<<<<
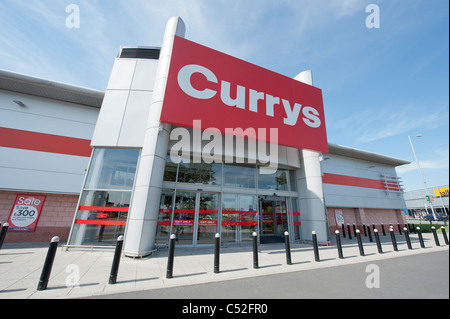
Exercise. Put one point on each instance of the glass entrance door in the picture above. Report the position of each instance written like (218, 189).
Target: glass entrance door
(273, 214)
(208, 215)
(195, 217)
(267, 217)
(184, 217)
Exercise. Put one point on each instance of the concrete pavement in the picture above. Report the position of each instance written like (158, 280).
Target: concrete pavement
(81, 273)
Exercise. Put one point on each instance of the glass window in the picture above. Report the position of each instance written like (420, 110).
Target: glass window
(195, 173)
(229, 223)
(275, 181)
(239, 176)
(112, 169)
(104, 202)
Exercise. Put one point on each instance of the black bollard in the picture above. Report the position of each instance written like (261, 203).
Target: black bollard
(169, 273)
(360, 245)
(444, 233)
(48, 264)
(217, 253)
(394, 240)
(436, 239)
(377, 239)
(315, 246)
(339, 245)
(370, 234)
(3, 233)
(419, 232)
(288, 248)
(116, 261)
(255, 250)
(408, 240)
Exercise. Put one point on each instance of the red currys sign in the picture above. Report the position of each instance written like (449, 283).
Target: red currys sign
(226, 92)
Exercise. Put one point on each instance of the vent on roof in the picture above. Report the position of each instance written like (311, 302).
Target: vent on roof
(140, 53)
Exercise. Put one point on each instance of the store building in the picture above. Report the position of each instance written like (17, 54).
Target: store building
(45, 133)
(148, 179)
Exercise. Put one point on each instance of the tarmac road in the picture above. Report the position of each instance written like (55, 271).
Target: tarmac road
(409, 277)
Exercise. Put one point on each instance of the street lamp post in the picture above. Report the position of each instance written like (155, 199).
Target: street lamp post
(421, 174)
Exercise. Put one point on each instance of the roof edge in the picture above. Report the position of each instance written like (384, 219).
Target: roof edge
(365, 155)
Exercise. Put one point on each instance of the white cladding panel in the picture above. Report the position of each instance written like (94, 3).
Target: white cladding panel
(351, 196)
(125, 108)
(42, 171)
(46, 115)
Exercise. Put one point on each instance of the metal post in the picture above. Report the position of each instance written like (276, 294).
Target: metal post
(339, 245)
(116, 261)
(360, 245)
(394, 240)
(444, 233)
(408, 241)
(288, 248)
(48, 264)
(436, 239)
(255, 250)
(370, 234)
(377, 239)
(169, 273)
(419, 232)
(216, 253)
(315, 246)
(3, 233)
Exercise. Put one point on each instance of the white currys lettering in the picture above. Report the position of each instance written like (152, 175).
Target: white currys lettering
(310, 115)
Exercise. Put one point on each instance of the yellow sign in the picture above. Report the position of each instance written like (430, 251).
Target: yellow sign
(443, 191)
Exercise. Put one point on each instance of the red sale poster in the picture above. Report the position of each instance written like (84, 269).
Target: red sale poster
(25, 213)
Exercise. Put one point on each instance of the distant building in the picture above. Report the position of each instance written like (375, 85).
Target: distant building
(418, 205)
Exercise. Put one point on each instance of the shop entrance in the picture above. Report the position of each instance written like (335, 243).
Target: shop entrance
(195, 217)
(273, 218)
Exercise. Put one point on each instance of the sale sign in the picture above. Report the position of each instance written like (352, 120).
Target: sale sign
(25, 213)
(226, 93)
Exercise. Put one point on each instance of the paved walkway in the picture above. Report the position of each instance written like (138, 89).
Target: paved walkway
(81, 273)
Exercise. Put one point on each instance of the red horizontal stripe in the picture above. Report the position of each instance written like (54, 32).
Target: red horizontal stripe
(104, 209)
(42, 142)
(246, 223)
(101, 222)
(352, 181)
(238, 212)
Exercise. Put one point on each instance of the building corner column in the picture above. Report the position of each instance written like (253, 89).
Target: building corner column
(313, 213)
(140, 233)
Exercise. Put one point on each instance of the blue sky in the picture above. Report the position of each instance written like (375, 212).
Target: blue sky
(379, 85)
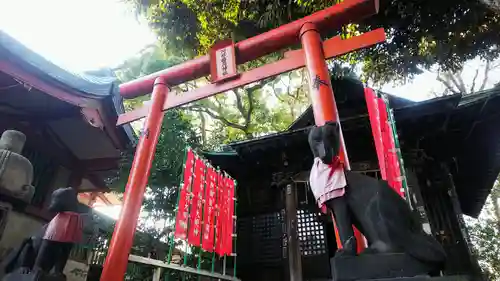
>>>>
• [EXERCISE]: Pictures must be left out of the answer, which should be exactly the lines from the one holding "Exercise. Put one point on each instance of the red horizontal" through the last line of the entries above, both included; please add nothing.

• [RESULT FOR THIS EXERCISE]:
Exercise. Put one point on each instance of the red horizontal stripe in the picture above. Report the position of each instance written like (54, 32).
Target: red horizontal stripe
(104, 209)
(42, 142)
(246, 223)
(101, 222)
(352, 181)
(238, 212)
Exercise. Put one point on each instance of the building corner column in the picture above. Report the position of each instance written like (253, 89).
Target: building corner column
(313, 213)
(140, 233)
Exercise. Put one point on each instance of the blue sky in the picture above. Report the position of each instance written like (375, 212).
Target: blue sky
(379, 85)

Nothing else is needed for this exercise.